**TEXT SECTION**

---

Monthly Archives: September 2009

eldritch /’ɛldɹɪtʃ/

Like most people, there are times when I find myself thinking of things that seem to pop out of nowhere. In this case, my mind drifted back to a novel I read many years ao by Philip K. Dick called The Three Stigmata of Palmer Eldritch. The name “Palmer” and the link to “stigmata” seems fair enough but I was unfamiliar with the word eldritch, assuming at the time that is merely a name. Hard as it might seem to believe, there was a time when I was younger that language didn’t have the same fascination for me – although reading did. So I simply enjoyed the book for what it was and moved on.

Philip K. Dick book

Philip K. Dick book

The OED defines the word as meaning “weird, ghostly, unnatural, frightful, hideous.” So, a spooky, eerie sort of word. The Scottish poet, William Dunbar (1460-1520), used it on his 1508 poem The Golden Targe;

“There was Pluto, the elrich incubus,
In cloke of grene – his court usit no sable”

At around the same time in Scotland, Bishop Gavin Douglas (1474–1522) was working on a translation of Virgil’s Aeneid, the Scottish version of which became known as the Eneados. At one point her writes, “Vgsum to heir was hir wyld elriche screik.”

---

**DATASET RECORDS**
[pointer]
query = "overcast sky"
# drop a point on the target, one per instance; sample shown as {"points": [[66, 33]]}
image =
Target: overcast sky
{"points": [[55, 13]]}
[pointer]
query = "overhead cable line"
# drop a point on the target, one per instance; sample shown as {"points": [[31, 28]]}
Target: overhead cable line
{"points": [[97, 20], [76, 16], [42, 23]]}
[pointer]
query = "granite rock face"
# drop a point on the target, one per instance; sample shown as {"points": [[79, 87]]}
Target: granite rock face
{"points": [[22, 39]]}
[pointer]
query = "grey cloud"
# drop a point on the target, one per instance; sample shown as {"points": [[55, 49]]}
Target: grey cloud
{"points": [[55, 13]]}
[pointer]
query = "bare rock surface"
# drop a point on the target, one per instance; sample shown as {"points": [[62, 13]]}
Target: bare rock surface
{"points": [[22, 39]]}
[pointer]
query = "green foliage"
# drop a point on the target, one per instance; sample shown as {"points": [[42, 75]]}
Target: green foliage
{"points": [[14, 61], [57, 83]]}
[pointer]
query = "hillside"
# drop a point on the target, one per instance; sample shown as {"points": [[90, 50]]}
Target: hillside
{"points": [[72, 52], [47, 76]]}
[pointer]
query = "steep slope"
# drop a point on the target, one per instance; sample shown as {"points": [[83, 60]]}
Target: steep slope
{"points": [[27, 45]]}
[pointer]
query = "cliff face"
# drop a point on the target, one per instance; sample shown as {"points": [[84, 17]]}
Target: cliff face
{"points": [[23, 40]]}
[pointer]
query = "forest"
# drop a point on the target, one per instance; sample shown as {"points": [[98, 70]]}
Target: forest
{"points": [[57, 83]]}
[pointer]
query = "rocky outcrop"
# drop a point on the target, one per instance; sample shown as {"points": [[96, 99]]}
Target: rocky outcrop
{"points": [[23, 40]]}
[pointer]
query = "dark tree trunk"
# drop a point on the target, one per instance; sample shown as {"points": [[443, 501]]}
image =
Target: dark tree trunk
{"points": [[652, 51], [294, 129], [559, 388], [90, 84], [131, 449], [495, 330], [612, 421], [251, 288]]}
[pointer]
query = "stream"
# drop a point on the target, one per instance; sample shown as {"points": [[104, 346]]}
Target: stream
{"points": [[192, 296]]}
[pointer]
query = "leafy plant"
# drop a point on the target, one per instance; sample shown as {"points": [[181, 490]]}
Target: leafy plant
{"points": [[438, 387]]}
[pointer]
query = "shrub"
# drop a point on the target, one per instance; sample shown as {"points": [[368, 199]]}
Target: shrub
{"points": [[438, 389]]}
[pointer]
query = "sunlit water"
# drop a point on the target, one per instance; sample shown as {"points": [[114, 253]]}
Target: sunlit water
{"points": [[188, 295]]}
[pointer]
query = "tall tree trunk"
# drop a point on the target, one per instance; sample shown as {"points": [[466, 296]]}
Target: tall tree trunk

---

**SET OF TASKS**
[A] Find each line in the listing that contains the word "cable", with case counting, and copy those lines.
[B] Resume the post about the word "eldritch," writing on from its final sentence.

**ANSWERS PER TASK**
[A]
query = "overhead cable line"
Target: overhead cable line

[B]
Its status as a Scottish word continued with its use by other Caledonian writers such as William Stewart () in his Buik of the Croniclis of Scotland, where it appears as eldritche, and by Robert Burns’ (1759 – 1796) On The Late Captain Grose’s Peregrinations Thro’ Scotland (1789) in the sentence;

“By some auld, houlet-haunted biggin,
Or kirk deserted by its riggin,
It’s ten to ane ye’ll find him snug in
Some eldritch part,
Wi’ deils, they say, Lord save’s! colleaguin
At some black art.”

At this point, the spelling settled down to the current form of eldritch. Prior to this, other variants included alriche, elraige, and eltrich.

The derivation is thought to be from the Old English ælf-rice, which means “elf” and “sphere of influence or domain,” thus describing an elvish domain or supernatural associations. However, there is some (academic) debate still going on. In 2007, at an annual conference on Scottish Language, Alric Hall gave a paper entitled The etymology and meanings of eldritch, and argues that  it “is unlikely etymologically to contain elf-, but *alja-, meaning ‘foreign, strange’, deriving from Old English *æl-rīce~el-rīce.”

al-, el-, or elf-, the word scores low on ghits (672,000), of which a sizable proportion refer to people’s surnames or company names. And an image search turns up lots of pictures of characters from games, comics, or virtual worlds.

Eldritch Knight of Deriahn

Eldritch Knight of Deriahn

It seems that the word describes itself; eldritch indeed.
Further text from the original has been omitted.